**Direction:**
Gather each line in the records below that contains the word "green".

— Begin Dataset records —

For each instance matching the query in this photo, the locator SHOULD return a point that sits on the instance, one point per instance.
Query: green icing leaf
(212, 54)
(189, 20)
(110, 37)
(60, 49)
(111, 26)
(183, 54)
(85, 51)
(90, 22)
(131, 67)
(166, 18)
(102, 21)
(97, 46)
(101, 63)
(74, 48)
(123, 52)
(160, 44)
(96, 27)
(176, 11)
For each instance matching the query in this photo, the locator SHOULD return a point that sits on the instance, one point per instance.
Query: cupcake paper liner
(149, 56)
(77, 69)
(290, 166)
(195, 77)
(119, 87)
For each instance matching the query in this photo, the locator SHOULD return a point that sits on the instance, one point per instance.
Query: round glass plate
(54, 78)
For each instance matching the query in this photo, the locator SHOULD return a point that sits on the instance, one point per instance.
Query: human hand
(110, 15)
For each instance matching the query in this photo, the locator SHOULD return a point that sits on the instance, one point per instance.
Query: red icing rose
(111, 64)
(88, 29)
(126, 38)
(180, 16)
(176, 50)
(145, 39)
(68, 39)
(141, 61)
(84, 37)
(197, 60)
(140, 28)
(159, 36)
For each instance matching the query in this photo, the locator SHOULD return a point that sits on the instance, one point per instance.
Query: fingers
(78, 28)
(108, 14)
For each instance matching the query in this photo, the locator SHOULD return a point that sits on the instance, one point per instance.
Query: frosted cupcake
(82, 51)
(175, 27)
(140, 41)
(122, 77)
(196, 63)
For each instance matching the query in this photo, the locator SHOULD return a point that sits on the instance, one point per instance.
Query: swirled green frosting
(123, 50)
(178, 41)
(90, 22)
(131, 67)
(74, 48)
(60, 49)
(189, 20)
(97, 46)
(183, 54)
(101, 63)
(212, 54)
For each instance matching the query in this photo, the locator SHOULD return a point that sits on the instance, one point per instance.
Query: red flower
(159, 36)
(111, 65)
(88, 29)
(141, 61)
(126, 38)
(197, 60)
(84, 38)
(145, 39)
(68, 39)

— End Dataset records —

**Full solution:**
Query: green icing leaf
Query: swirled green frosting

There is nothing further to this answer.